[Stored data]
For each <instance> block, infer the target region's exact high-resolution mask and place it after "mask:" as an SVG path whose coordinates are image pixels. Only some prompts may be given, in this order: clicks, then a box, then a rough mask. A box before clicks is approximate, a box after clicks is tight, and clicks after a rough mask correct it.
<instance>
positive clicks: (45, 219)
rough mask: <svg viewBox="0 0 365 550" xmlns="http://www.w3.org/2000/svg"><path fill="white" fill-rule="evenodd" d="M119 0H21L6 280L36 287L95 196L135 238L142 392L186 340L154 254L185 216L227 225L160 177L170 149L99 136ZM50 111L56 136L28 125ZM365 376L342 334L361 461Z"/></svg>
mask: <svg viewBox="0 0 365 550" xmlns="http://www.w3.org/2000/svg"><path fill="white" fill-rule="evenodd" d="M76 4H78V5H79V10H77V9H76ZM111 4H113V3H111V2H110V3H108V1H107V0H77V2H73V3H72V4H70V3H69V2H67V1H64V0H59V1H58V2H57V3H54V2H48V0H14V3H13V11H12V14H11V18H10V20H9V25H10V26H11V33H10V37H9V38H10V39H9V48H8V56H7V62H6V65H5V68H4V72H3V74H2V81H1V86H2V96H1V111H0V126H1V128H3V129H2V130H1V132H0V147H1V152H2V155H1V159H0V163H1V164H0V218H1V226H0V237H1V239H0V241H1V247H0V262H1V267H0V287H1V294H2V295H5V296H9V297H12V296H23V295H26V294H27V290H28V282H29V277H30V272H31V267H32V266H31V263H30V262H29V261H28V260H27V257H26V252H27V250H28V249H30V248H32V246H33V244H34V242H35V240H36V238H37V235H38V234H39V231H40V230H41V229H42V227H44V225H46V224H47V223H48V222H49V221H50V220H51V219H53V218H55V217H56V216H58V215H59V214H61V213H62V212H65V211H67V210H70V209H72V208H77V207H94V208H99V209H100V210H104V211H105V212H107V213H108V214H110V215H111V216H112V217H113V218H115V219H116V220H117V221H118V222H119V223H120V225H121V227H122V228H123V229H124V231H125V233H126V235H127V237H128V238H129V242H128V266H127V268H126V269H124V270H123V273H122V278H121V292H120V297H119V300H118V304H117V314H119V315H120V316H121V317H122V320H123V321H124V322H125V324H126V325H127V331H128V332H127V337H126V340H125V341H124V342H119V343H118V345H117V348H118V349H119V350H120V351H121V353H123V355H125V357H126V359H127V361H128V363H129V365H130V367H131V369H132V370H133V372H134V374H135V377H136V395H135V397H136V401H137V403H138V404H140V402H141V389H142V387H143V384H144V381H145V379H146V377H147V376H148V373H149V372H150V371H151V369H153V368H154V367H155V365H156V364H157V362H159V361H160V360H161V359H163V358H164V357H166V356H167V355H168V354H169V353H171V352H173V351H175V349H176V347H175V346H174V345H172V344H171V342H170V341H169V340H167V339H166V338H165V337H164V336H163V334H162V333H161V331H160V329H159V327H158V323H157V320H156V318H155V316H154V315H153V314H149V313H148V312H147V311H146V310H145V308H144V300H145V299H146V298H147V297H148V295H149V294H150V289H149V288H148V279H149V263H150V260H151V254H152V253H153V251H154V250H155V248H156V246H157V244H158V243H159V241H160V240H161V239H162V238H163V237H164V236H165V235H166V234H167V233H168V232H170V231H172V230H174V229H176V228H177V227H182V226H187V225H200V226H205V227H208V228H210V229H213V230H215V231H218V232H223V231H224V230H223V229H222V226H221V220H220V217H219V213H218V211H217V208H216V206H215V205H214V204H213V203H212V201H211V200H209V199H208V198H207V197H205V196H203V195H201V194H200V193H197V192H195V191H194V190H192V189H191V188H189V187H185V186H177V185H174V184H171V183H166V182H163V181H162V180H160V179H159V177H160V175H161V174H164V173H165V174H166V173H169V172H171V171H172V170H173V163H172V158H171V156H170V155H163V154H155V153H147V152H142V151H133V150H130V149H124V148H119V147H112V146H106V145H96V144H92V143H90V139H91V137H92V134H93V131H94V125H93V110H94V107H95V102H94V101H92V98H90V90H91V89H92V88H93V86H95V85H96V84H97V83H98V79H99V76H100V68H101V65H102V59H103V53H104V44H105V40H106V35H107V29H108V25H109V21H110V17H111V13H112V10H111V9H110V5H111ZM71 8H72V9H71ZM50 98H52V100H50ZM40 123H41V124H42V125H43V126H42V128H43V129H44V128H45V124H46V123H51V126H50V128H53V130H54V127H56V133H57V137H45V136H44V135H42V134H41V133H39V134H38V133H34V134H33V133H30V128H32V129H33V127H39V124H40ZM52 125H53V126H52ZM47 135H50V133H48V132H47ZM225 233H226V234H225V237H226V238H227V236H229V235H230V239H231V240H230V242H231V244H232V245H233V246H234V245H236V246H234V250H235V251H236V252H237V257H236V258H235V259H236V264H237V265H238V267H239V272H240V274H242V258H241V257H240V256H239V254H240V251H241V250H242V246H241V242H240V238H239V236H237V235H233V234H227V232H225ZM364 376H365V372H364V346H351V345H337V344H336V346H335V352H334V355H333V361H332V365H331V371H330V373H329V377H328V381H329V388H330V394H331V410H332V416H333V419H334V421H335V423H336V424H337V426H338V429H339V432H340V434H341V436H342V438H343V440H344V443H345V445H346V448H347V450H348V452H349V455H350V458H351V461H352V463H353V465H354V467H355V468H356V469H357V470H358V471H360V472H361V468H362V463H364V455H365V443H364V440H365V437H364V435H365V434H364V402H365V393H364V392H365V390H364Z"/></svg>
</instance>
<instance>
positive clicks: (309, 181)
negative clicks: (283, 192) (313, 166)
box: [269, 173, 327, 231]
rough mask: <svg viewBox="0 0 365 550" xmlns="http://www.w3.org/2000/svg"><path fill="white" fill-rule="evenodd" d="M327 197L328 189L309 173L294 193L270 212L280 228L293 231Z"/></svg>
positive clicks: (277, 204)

→ Assignment: Return the material above verbatim, every line in its original order.

→ Answer section:
For each <instance> block, infer the target region's exact high-resolution mask and place it after "mask:" as an SVG path whose coordinates are image pixels. Only some prompts may be given, in this order: clicks, then a box, then a rough mask. A box before clicks is approximate, a box after clicks is tight, and clicks after a rough mask correct it.
<instance>
positive clicks: (45, 219)
rough mask: <svg viewBox="0 0 365 550" xmlns="http://www.w3.org/2000/svg"><path fill="white" fill-rule="evenodd" d="M119 0H21L6 280L36 287L95 196L135 238L142 392L186 340L154 254L185 216L227 225L160 177L170 149L99 136ZM50 111L56 136L28 125ZM365 376L342 334L361 461Z"/></svg>
mask: <svg viewBox="0 0 365 550" xmlns="http://www.w3.org/2000/svg"><path fill="white" fill-rule="evenodd" d="M76 4H78V5H79V10H77V9H76ZM111 4H113V3H111V2H110V3H108V1H107V0H77V2H73V3H72V4H70V3H69V2H67V1H64V0H59V1H58V2H57V3H54V2H48V0H14V3H13V11H12V14H11V18H10V20H9V25H10V26H11V33H10V37H9V38H10V39H9V48H8V56H7V62H6V65H5V68H4V72H3V74H2V81H1V86H2V96H1V111H0V126H1V128H3V129H2V130H1V132H0V147H1V152H2V155H1V159H0V163H1V164H0V218H1V226H0V237H1V239H0V241H1V247H0V262H1V267H0V287H1V294H2V295H5V296H9V297H12V296H23V295H26V294H27V290H28V282H29V277H30V272H31V267H32V266H31V263H30V262H29V261H28V260H27V257H26V252H27V250H28V249H30V248H32V246H33V244H34V242H35V240H36V238H37V235H38V234H39V231H40V230H41V229H42V227H44V225H46V224H47V223H48V222H49V221H50V220H51V219H53V218H55V217H56V216H58V215H59V214H61V213H62V212H65V211H67V210H70V209H72V208H77V207H94V208H99V209H100V210H104V211H105V212H107V213H108V214H110V215H111V216H112V217H113V218H115V219H116V220H117V221H118V222H119V223H120V225H121V227H122V228H123V229H124V231H125V233H126V235H127V237H128V238H129V242H128V266H127V268H126V269H124V270H123V273H122V278H121V292H120V297H119V300H118V304H117V314H119V315H120V316H121V317H122V320H123V321H124V322H125V324H126V325H127V331H128V332H127V337H126V340H125V341H124V342H119V343H118V345H117V348H118V349H119V350H120V351H121V353H123V355H125V357H126V359H127V361H128V363H129V365H130V367H131V369H132V370H133V372H134V374H135V377H136V395H135V397H136V401H137V403H138V404H140V402H141V389H142V387H143V384H144V381H145V379H146V377H147V376H148V373H149V372H150V371H151V369H153V368H154V367H155V365H156V364H157V362H159V361H160V360H161V359H163V358H164V357H166V356H167V355H168V354H169V353H171V352H173V351H175V349H176V347H175V346H174V345H172V344H171V342H170V341H169V340H167V339H166V338H165V337H164V336H163V334H162V333H161V331H160V329H159V327H158V323H157V320H156V318H155V316H154V315H153V314H149V313H148V312H147V311H146V310H145V308H144V300H145V299H146V298H147V297H148V295H149V294H150V289H149V288H148V279H149V263H150V260H151V254H152V253H153V251H154V250H155V248H156V246H157V244H158V243H159V241H160V240H161V239H162V238H163V237H164V236H165V235H166V234H167V233H168V232H170V231H172V230H174V229H176V228H177V227H182V226H187V225H200V226H205V227H208V228H210V229H213V230H215V231H218V232H223V231H224V230H223V229H222V226H221V220H220V217H219V213H218V211H217V208H216V206H215V205H214V204H213V203H212V201H211V200H209V199H208V198H207V197H205V196H203V195H201V194H200V193H197V192H195V191H194V190H192V189H191V188H189V187H185V186H177V185H174V184H171V183H166V182H163V181H162V180H160V179H159V177H160V175H161V174H164V173H165V174H166V173H169V172H171V171H172V170H173V163H172V158H171V156H170V155H163V154H155V153H147V152H142V151H133V150H130V149H124V148H119V147H112V146H106V145H96V144H92V143H90V139H91V137H92V134H93V131H94V125H93V110H94V107H95V102H94V101H92V98H90V90H91V89H92V88H93V86H95V85H96V84H97V83H98V79H99V76H100V68H101V65H102V59H103V53H104V44H105V40H106V35H107V29H108V25H109V21H110V17H111V13H112V10H111V9H110V5H111ZM71 8H72V9H71ZM50 98H52V100H50ZM40 123H41V124H42V125H43V126H42V128H43V129H44V128H45V124H46V123H51V126H50V128H53V130H54V127H56V133H57V137H45V136H44V135H42V134H41V133H39V134H38V133H34V134H33V133H30V128H32V129H33V127H39V124H40ZM52 125H53V126H52ZM47 135H50V133H48V132H47ZM225 233H226V234H225V237H226V238H227V236H229V235H230V239H231V240H230V242H231V244H232V245H233V246H234V245H236V246H234V250H235V251H236V252H237V257H236V258H235V259H236V264H237V265H238V267H239V272H240V274H242V258H241V257H240V256H239V254H240V251H241V250H242V246H241V242H240V238H239V236H237V235H233V234H227V232H225ZM364 376H365V372H364V346H351V345H337V344H336V346H335V352H334V355H333V361H332V365H331V371H330V373H329V377H328V381H329V388H330V394H331V410H332V416H333V419H334V421H335V423H336V424H337V426H338V429H339V432H340V434H341V436H342V438H343V440H344V443H345V445H346V448H347V450H348V452H349V455H350V458H351V461H352V463H353V465H354V467H355V468H356V469H357V470H358V471H360V472H361V468H362V463H364V455H365V443H364V440H365V437H364V435H365V434H364V402H365V393H364V392H365V390H364Z"/></svg>
</instance>
<instance>
positive clicks: (309, 181)
negative clicks: (283, 192) (313, 166)
box: [269, 173, 327, 231]
rough mask: <svg viewBox="0 0 365 550" xmlns="http://www.w3.org/2000/svg"><path fill="white" fill-rule="evenodd" d="M327 197L328 189L309 173L294 193L270 212L280 228L293 231Z"/></svg>
positive clicks: (277, 204)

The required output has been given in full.